* [WHAT YOU NEED TO DO]: Transcribe all the records below word for word, keeping every line and its order, but leave out the pictures.

[Point-based annotation data]
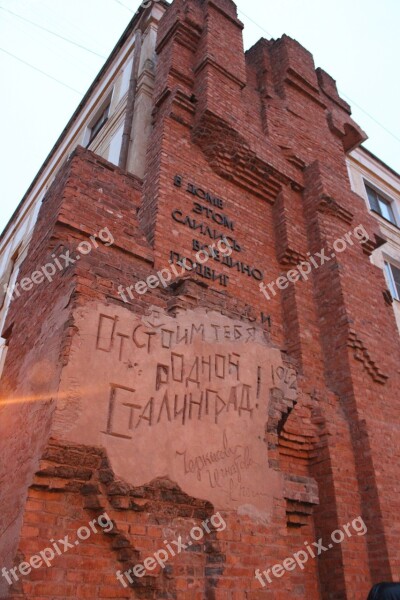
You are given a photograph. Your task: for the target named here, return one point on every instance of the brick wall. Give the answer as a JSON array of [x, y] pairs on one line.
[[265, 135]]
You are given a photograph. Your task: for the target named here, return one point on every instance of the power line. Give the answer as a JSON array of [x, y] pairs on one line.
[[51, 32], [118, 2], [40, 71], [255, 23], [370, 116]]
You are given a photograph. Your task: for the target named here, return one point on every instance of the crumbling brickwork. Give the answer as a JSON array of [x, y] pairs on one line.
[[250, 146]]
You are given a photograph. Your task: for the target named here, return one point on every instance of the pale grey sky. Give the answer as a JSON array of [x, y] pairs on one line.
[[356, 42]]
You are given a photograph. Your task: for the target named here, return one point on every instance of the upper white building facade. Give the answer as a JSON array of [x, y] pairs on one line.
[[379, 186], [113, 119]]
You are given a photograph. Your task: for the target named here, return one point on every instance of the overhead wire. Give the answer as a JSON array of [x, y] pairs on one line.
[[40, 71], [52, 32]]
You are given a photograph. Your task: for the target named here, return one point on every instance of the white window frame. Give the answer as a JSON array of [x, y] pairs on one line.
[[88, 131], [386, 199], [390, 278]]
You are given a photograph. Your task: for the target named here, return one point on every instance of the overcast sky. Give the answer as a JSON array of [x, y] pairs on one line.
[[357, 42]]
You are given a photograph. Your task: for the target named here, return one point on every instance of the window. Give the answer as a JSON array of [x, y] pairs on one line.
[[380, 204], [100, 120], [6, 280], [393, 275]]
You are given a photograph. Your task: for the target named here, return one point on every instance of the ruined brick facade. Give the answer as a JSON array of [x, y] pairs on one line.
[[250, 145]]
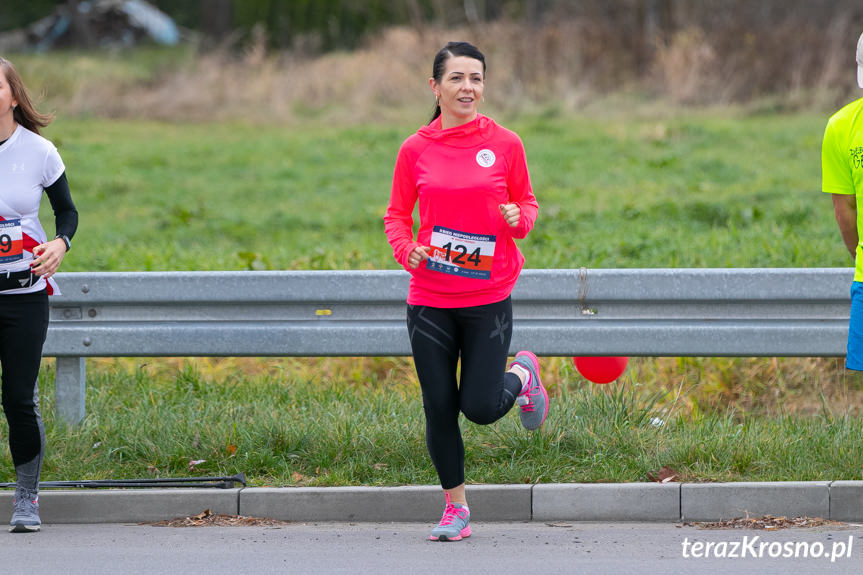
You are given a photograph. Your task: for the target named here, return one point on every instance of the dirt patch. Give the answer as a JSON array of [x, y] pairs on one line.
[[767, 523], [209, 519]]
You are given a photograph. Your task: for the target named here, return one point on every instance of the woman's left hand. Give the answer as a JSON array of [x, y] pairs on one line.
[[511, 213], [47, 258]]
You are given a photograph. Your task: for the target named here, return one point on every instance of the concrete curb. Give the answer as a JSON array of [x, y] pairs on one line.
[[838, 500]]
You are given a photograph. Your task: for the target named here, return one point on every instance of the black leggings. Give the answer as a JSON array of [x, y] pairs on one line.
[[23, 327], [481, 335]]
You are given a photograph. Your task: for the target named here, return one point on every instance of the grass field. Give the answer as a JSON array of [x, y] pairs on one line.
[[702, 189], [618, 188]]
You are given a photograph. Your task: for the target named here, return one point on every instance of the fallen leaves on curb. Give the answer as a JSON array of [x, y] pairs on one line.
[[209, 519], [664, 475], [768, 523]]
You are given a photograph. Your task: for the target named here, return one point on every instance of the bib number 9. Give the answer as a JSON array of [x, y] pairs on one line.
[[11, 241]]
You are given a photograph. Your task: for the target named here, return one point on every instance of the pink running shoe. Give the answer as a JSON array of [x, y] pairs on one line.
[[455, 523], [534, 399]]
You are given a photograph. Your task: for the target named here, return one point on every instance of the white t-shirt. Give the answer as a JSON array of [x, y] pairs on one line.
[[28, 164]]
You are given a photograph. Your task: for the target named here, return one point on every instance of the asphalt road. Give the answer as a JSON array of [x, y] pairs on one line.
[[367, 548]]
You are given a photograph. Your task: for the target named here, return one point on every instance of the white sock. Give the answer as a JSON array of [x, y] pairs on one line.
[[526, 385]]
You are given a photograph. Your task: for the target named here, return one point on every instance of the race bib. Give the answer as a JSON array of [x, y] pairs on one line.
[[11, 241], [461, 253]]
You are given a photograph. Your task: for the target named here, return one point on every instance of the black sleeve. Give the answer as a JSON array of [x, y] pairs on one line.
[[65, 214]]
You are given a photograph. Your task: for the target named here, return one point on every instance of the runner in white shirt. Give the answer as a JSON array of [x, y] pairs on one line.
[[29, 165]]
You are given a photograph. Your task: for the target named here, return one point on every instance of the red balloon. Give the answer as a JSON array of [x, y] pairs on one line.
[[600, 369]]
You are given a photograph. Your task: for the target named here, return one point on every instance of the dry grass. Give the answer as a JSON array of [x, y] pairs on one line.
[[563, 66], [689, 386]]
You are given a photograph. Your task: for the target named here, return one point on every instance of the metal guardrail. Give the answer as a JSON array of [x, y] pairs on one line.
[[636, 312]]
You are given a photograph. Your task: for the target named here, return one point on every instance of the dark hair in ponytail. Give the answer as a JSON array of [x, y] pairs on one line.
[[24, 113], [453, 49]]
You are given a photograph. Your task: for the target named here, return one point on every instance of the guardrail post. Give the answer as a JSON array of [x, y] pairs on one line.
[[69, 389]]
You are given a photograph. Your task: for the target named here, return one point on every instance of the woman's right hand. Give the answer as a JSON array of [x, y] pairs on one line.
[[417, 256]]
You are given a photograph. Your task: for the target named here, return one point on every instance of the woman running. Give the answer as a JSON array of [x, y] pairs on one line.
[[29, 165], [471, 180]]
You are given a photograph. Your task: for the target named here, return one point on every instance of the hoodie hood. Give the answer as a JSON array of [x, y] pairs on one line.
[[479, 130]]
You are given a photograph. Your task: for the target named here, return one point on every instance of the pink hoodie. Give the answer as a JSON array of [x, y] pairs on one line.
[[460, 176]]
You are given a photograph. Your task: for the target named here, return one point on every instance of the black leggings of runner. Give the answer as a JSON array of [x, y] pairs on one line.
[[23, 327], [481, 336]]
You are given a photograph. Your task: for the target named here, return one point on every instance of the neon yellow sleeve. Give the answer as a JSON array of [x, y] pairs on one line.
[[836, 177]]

* [RESPONSE TO THIS TASK]:
You are given a photograph. Your task: for the target named here, return one point on every instance of the brick wall. Give the answer as a JSON array of [x, y] pairs on one line.
[[265, 135]]
You are given a photograph. Your task: for the target named here, return one point on every instance of the power line. Give the answer as a JSON array of [x, y] pairs on one line.
[[51, 32], [118, 2], [40, 71], [255, 23], [370, 116]]
You are given a photograph. Your task: for the target named here, return one point on every instance of the crumbling brickwork. Give the answer as a JSON array of [x, y] pairs on one line.
[[250, 146]]
You are given a photograph. Your task: for the target named here, return one point on every instance of the pale grey sky. Give the answer as a JSON array of [x, y] pairs on one line.
[[356, 42]]
You are given a photograph. Your task: for the target named here, return one point on every instance of the upper white building facade. Give the answer as a JSON array of [x, y] pairs on one line.
[[379, 186], [113, 119]]
You are given a photograph. Your task: for the target named here, return one point on every instance of the overhead wire. Give the answer as a JSON array of [x, y] pairs on one line.
[[40, 71], [52, 32]]
You are given a photograph. Your task: for the target named here, return one point on every instance of the white window frame. Give the answer as a JSON array of [x, y] pairs on one line.
[[88, 131], [386, 199], [390, 278]]
You are given a photograph. Your task: for the target named here, return one point on every instance of the overcast sky. Give the answer as a JSON array of [x, y] pairs on one line.
[[357, 42]]
You are given a photograph. Your task: for the target named here, return one point on every instance of the window. Give the answer as a JSON array of [x, y] pairs on one line.
[[380, 204], [100, 120], [6, 280], [393, 275]]
You are given a photograph. Your task: for the target named here, return one point on every instance of the ruined brick facade. Give the answer as a JSON array of [x, y] pairs on one line.
[[250, 145]]
You are given a photograph. Your task: for the target named here, return one point on every instance of the dirt patch. Give the answer as a JSON array of [x, y] pairs on one line.
[[767, 523], [209, 519]]
You are given a photograph. Your task: for the target named here, return one point on every instance of the woman's left hand. Give the answer as a JSON array of [x, y] pairs on one line.
[[511, 213], [47, 258]]
You are given a photograph. Your task: for the target named here, return one point on every instance of the concrete curb. Give the answer as a JSON array of [x, y] pairs on one line.
[[838, 500]]
You are given a photograph. Your task: for the target named here, return one point on every instance of the black leggings. Give the answer as a JSON array of [x, y] pairs on one line.
[[23, 327], [481, 335]]
You are given a photograph. Your task: for the target named here, return one point on every instance of the grass field. Give the answer as a JSON array of [x, y] pairs on one line.
[[702, 189], [618, 188]]
You are given a photograph. Your task: for the target named here, return one point on every instance of the fallen leaves on curb. Give the answer as a JSON array of [x, y] pairs on one line.
[[209, 519], [664, 475], [768, 523]]
You are given a photograph. Your task: for the target named here, return one point on every instance of the bib number 9. Give the answer as a JSON array of [x, y] pairs on one line.
[[11, 241]]
You are given a photograph. Your task: for the target named here, return one point on every instance of the pink running shoe. Give the answer as a JSON array of [x, y] pairs on one line.
[[455, 523], [534, 399]]
You are given a photograph. Your task: for the target named here, return one point on every instance of the white t-shirt. Give the answer as a JSON array of [x, y] pairs on one line.
[[28, 164]]
You are given a photograph. Your task: for the target named here, return one point on every instance of the asphalt road. Give the answer as a JSON array of [x, y] pairs on one line.
[[367, 548]]
You are given a photograph. Your task: for the target named here, return one point on every instance of the white sock. Give the answer as a JSON array of [x, y] pairs on one line.
[[526, 385]]
You are given a photograph. Your task: for the target named here, return one point on every instance of the race bib. Give the answer as a JSON array of [x, y] pairs on one line.
[[11, 241], [461, 253]]
You are given a photograph. Your task: for the target named here, return one point on every instance of the black sleeve. Give the answer as a JSON array of [x, y] pairs on one line.
[[65, 214]]
You are given a photograph. Your task: for the target named here, return one point on every instance of the runner in white shirt. Give the answer as a JSON array of [x, y] pairs on one line.
[[29, 165]]
You are given a photograph. Your task: for the target named here, return one point on every instance of the red balloon. Give the answer as a JSON array of [x, y] pairs on one line.
[[600, 369]]
You are given a photograph. Your task: for the target named here, return one point on every instance of the dry grass. Give the answer as a JSON array of [x, y] pairs on one line.
[[563, 66], [689, 386]]
You are given a photograph. Your task: for the target named here, return one point on every instance of the metal guardrail. Give the answer as a JSON array of [x, y] pairs on one line.
[[636, 312]]
You are given a photograph. Your task: for the target named here, return one point on every instance of the dark hair in ponytail. Give the answer as a JSON array of [x, y] pairs on one line.
[[24, 113], [453, 49]]
You are given a photograph. Your task: for the target named here, return one point on every instance of the guardrail post. Give the answer as a JSON array of [x, y] pairs on one line.
[[69, 389]]
You are given a photograph. Your task: for the target named here, return one point on every instance of the woman's right hand. Give the answer as a JSON array of [x, y] pairs on one line.
[[417, 256]]
You are given a photograph. Your task: for the target named here, return one point on every instance of the woman running. Give the answer as a JSON array of [x, y] pairs on one line.
[[29, 165], [471, 180]]
You are given a photograph. Your task: for the target named here, return one point on every instance of the hoodie hood. Give the answer as a JSON array of [x, y] pairs on one line.
[[479, 130]]
You are given a photograph. Your task: for the target named here, return one point on every instance of the pink hoodie. Give the answer as a JSON array of [x, y] pairs on one line.
[[460, 176]]
You are given a photograph. Your task: for the target named here, return one point on every instance of the black leggings of runner. Give the answer as a JSON array of [x, y] pairs on one line.
[[23, 327], [481, 336]]
You are given a photograph. Your task: for the target named here, return one point on every instance of the neon yellow sleeve. Give the answer as a JSON array of [x, y] pairs on one line.
[[836, 177]]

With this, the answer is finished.